PROBLEM DETAILS: In this exercise, return only the lines that run from the line with "the chainsaw rear" to the end of the entries below, both included. Pictures are not copied.

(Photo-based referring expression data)
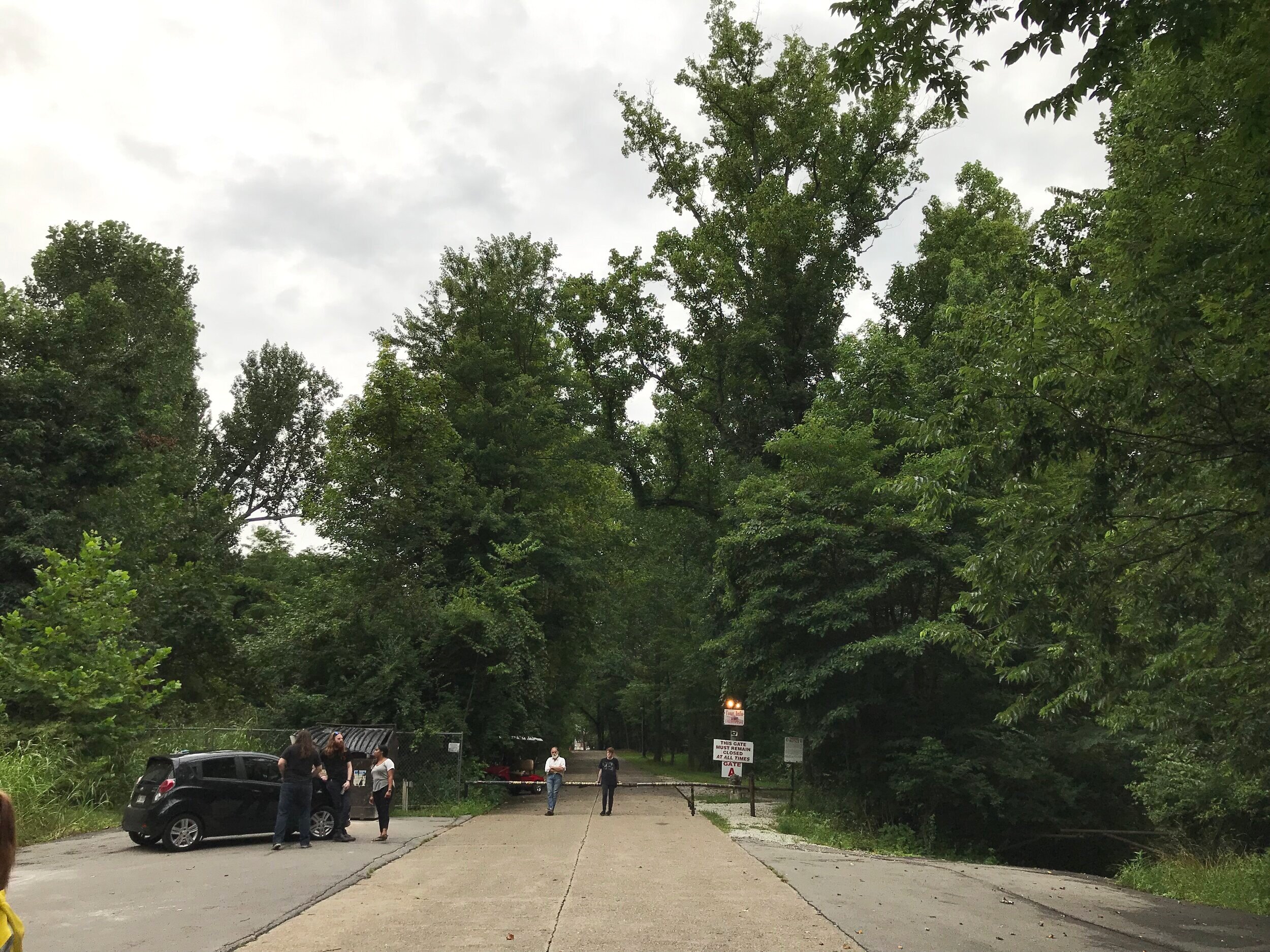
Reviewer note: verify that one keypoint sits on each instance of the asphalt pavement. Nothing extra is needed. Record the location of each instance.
(102, 893)
(648, 877)
(925, 905)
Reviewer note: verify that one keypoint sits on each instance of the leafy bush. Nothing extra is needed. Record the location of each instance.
(68, 654)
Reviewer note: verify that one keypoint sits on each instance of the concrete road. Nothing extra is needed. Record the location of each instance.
(105, 894)
(924, 905)
(648, 877)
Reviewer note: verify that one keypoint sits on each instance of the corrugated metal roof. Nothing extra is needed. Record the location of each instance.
(360, 739)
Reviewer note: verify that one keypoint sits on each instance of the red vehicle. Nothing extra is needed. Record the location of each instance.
(515, 768)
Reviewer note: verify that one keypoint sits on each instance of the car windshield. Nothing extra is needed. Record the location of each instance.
(156, 771)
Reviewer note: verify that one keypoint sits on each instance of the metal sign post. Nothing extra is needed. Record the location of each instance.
(793, 756)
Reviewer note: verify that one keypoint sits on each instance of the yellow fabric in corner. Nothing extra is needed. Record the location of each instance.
(11, 926)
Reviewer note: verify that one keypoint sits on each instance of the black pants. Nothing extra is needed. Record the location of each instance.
(295, 805)
(383, 801)
(339, 803)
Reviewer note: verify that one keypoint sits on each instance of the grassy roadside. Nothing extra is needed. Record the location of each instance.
(475, 805)
(50, 798)
(888, 839)
(717, 819)
(1231, 881)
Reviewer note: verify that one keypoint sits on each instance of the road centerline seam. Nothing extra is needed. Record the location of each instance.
(573, 872)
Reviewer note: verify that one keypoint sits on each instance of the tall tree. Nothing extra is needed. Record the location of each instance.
(900, 41)
(1124, 410)
(266, 451)
(786, 187)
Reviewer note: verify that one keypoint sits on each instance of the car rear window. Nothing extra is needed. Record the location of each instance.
(220, 768)
(261, 770)
(156, 771)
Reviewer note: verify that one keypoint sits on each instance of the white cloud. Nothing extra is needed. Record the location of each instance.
(314, 158)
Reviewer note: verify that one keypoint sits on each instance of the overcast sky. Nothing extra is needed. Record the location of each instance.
(313, 158)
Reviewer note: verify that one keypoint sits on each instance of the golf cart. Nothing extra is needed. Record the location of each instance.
(517, 765)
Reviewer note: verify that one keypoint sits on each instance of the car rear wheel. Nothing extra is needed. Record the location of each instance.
(322, 823)
(183, 833)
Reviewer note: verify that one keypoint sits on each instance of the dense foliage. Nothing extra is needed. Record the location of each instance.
(1000, 556)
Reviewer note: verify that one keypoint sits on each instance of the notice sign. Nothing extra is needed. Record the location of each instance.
(740, 750)
(793, 750)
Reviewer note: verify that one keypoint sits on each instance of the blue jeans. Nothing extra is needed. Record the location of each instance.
(295, 804)
(339, 803)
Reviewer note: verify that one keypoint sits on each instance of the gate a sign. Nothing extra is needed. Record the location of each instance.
(740, 750)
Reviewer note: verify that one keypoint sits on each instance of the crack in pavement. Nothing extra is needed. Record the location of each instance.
(572, 874)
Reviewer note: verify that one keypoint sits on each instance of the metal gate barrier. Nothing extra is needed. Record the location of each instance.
(691, 796)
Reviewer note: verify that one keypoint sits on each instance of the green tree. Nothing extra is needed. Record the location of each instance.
(266, 451)
(783, 192)
(69, 653)
(1121, 414)
(898, 41)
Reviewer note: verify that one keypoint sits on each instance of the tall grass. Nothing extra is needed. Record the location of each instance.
(891, 839)
(51, 795)
(1235, 881)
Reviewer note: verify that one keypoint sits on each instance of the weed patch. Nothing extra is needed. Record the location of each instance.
(1232, 881)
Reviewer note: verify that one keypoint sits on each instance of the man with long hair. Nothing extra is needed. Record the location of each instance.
(299, 765)
(11, 926)
(339, 781)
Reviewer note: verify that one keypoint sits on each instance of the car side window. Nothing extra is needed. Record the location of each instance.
(220, 768)
(262, 770)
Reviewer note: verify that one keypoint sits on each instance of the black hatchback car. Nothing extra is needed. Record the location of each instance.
(182, 799)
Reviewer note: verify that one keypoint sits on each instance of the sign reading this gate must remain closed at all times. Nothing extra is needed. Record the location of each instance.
(742, 750)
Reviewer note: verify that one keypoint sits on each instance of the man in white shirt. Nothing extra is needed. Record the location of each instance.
(555, 777)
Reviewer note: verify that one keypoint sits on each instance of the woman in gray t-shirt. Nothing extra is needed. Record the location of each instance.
(383, 781)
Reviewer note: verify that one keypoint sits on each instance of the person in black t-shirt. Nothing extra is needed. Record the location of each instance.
(339, 781)
(299, 766)
(608, 781)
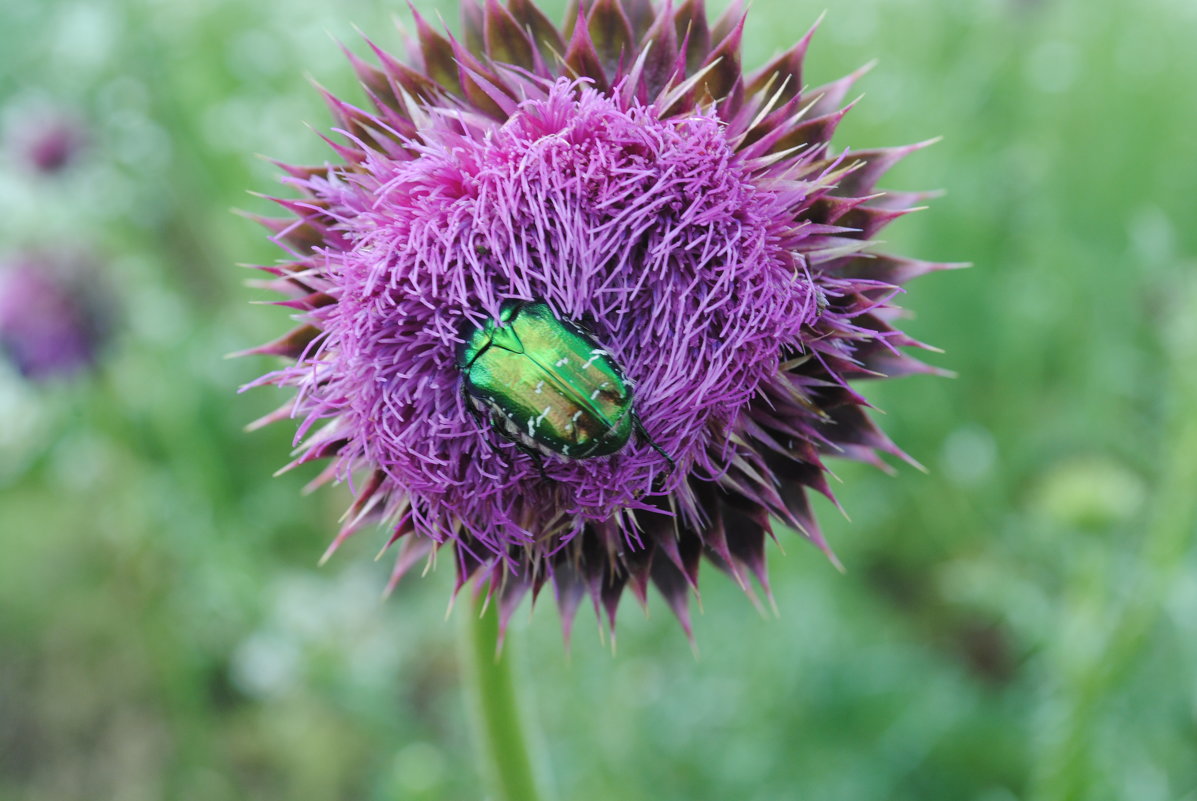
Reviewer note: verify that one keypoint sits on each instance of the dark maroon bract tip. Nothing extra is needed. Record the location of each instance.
(694, 219)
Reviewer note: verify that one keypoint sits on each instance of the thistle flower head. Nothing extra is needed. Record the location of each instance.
(53, 321)
(681, 223)
(48, 140)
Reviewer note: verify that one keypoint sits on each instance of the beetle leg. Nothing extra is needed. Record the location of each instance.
(536, 459)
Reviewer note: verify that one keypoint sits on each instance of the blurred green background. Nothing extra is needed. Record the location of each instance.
(1019, 623)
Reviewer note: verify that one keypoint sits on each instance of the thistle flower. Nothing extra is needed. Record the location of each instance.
(48, 141)
(53, 320)
(619, 181)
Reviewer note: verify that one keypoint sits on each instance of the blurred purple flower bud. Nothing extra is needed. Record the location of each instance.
(53, 317)
(691, 220)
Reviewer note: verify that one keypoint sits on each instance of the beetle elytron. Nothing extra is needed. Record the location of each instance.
(547, 384)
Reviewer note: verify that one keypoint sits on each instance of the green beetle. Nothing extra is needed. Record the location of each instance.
(547, 384)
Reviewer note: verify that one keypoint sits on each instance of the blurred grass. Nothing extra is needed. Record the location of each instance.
(1016, 624)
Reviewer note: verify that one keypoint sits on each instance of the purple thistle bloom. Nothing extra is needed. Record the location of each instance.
(49, 141)
(692, 219)
(52, 322)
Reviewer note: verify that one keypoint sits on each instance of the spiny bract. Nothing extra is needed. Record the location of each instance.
(623, 170)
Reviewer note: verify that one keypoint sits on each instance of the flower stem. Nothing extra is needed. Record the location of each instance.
(499, 729)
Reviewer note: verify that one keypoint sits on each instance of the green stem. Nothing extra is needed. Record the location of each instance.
(499, 729)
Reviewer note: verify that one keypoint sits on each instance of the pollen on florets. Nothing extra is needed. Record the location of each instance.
(693, 220)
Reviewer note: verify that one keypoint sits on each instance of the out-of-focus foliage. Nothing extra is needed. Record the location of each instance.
(1016, 624)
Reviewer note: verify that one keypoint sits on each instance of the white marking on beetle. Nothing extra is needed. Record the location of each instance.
(594, 355)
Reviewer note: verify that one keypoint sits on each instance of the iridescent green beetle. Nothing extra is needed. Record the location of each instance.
(547, 384)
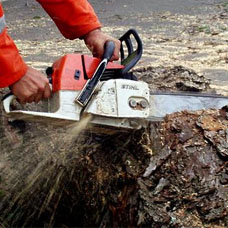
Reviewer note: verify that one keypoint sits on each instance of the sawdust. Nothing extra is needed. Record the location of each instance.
(35, 167)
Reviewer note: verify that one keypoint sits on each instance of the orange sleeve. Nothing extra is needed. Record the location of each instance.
(74, 18)
(12, 66)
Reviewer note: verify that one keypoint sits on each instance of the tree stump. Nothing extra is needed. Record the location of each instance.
(171, 174)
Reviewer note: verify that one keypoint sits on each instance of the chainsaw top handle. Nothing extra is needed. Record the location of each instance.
(133, 54)
(108, 50)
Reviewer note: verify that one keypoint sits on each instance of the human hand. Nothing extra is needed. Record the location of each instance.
(95, 41)
(32, 87)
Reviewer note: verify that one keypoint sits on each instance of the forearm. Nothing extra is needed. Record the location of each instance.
(12, 66)
(74, 18)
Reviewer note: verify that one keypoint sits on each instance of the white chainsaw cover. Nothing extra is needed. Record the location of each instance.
(112, 99)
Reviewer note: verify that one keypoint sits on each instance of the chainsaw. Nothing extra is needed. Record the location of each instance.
(84, 85)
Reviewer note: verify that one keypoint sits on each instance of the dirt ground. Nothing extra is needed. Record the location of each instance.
(193, 33)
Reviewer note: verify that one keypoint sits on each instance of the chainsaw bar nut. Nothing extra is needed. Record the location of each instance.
(132, 103)
(143, 104)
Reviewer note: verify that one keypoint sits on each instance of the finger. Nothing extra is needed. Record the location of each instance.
(47, 91)
(38, 97)
(31, 99)
(22, 102)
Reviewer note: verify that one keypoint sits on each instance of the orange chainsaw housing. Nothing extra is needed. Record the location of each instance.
(72, 71)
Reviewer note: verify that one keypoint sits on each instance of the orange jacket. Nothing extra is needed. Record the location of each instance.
(74, 18)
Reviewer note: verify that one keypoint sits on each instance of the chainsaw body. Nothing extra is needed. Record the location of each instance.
(116, 102)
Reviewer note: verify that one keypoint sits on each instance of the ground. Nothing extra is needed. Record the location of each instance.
(193, 33)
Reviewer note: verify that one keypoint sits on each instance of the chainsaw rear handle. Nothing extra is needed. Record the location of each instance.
(132, 56)
(109, 48)
(7, 100)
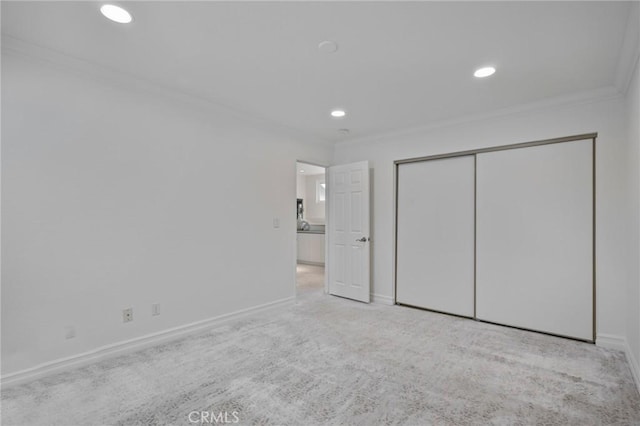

SOLUTION TO THE EXERCISE:
Reviewer note: verify that one keypoint sits on each instance of the chainsaw rear handle. Nothing extra is needed. Record the location of each instance.
(132, 56)
(109, 48)
(7, 100)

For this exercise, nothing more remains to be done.